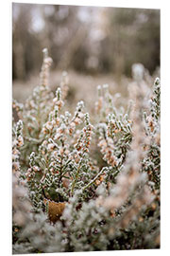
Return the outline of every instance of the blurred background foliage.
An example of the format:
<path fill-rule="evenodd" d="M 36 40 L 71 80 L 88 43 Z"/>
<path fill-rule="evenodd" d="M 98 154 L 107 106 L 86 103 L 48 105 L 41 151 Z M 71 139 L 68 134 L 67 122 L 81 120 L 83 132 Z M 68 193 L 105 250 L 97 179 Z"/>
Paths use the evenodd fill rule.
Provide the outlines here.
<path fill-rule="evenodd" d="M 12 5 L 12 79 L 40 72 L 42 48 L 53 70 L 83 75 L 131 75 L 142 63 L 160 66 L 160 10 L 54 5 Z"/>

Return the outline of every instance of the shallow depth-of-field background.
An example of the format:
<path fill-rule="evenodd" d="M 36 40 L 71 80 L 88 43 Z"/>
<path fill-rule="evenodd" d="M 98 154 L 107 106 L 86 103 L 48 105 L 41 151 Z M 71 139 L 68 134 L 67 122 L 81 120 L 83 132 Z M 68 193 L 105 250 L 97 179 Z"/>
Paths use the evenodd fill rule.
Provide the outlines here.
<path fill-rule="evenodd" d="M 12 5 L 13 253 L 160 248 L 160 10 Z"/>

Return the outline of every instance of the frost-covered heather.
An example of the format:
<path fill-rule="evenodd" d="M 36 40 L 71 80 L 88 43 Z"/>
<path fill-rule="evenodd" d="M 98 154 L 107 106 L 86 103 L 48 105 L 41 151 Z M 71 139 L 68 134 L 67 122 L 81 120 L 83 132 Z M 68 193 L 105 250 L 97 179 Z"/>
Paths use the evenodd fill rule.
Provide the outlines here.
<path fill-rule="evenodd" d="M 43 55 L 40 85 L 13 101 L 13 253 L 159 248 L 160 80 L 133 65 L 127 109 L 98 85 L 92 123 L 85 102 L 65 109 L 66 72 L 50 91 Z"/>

++++++++

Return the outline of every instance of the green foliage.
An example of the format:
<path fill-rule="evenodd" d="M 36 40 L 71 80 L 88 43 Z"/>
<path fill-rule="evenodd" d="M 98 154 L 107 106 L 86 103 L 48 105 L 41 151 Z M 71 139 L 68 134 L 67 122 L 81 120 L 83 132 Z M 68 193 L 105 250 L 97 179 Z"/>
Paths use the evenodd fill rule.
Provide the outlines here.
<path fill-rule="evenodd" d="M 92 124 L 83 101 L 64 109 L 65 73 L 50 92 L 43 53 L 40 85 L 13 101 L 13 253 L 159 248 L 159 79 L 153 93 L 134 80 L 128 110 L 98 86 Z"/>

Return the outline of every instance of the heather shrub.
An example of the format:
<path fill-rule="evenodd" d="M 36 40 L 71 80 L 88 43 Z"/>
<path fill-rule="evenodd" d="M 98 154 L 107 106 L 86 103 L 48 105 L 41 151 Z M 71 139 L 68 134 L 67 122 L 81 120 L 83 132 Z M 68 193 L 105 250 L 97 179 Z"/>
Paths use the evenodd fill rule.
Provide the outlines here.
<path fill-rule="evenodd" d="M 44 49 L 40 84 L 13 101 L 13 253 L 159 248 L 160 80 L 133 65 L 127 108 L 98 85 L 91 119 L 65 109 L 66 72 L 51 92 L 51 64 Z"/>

++++++++

* **REQUIREMENT**
Please format the data between the lines holding "Return the outline of every instance of the green" and "92 124 L 83", inclusive, as a two-column CSV with the headers instruction and response. Put the text in instruction and its answer in response, each as a single quoted field with line breaks replaced by spaces.

* **EXERCISE RESPONSE**
instruction,response
"Return the outline of every instance of the green foliage. An example of the format: <path fill-rule=""evenodd"" d=""M 36 40 L 71 80 L 88 43 Z""/> <path fill-rule=""evenodd"" d=""M 98 154 L 107 106 L 86 103 L 48 105 L 41 151 Z M 71 139 L 68 134 L 67 122 L 81 120 L 83 132 Z M 68 193 L 105 250 L 97 179 Z""/> Paths use the evenodd fill rule. Provide the outlines here.","<path fill-rule=""evenodd"" d=""M 92 124 L 83 101 L 64 109 L 65 73 L 50 92 L 43 53 L 40 85 L 13 101 L 13 253 L 159 248 L 159 79 L 153 93 L 134 80 L 128 110 L 98 86 Z""/>"